▶ _Task instructions_: Filter the material below down to the lines with the word "white" and give those lines.

▶ _Given data_:
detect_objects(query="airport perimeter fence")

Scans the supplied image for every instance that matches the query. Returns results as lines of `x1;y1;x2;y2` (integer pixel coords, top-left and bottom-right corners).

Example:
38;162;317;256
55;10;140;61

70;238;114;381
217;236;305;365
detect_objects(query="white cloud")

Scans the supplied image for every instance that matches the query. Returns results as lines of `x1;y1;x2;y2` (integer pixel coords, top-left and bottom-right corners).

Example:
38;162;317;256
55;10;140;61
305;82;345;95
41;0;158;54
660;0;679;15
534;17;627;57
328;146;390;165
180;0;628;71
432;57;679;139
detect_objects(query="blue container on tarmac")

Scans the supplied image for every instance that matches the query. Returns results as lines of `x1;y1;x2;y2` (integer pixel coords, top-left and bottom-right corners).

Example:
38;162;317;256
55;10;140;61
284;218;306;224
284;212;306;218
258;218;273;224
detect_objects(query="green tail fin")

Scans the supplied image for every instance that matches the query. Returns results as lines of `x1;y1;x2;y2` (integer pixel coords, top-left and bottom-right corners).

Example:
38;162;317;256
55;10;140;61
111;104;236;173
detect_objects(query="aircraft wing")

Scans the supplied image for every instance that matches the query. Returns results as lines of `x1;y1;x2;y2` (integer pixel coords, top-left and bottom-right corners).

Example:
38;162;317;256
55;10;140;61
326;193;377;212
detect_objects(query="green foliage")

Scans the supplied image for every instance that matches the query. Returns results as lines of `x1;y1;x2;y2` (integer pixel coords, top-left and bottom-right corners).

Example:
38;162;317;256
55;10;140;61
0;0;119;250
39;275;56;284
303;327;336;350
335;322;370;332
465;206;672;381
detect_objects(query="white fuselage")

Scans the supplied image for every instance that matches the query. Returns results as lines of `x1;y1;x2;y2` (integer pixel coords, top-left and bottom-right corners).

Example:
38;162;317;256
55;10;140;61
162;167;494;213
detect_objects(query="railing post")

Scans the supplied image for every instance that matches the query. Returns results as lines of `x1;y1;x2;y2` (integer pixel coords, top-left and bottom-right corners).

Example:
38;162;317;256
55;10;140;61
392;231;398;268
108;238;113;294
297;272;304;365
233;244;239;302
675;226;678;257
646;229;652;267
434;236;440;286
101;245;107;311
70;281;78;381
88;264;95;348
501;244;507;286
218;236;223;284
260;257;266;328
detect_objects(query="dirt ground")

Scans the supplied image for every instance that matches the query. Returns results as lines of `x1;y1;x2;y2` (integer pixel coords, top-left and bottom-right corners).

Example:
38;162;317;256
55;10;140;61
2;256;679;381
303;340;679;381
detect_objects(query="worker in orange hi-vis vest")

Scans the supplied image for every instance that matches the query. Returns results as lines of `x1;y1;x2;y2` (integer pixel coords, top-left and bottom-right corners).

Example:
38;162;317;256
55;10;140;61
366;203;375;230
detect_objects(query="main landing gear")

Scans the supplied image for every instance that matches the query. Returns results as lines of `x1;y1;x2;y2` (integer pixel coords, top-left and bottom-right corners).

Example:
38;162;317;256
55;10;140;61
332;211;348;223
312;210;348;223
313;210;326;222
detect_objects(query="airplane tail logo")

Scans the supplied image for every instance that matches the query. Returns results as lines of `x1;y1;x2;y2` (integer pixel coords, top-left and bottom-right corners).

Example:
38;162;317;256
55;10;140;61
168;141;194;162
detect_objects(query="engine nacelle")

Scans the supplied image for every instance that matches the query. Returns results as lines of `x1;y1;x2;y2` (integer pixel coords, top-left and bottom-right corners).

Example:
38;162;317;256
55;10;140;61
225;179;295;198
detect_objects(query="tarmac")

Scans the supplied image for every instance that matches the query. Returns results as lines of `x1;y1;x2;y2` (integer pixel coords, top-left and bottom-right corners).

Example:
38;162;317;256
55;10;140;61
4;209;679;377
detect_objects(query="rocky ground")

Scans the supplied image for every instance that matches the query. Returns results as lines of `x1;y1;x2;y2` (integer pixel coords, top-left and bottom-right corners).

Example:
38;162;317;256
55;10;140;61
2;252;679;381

▶ _Answer to the problem_:
detect_objects(query="white cloud")
detect_objects(query="white fuselage")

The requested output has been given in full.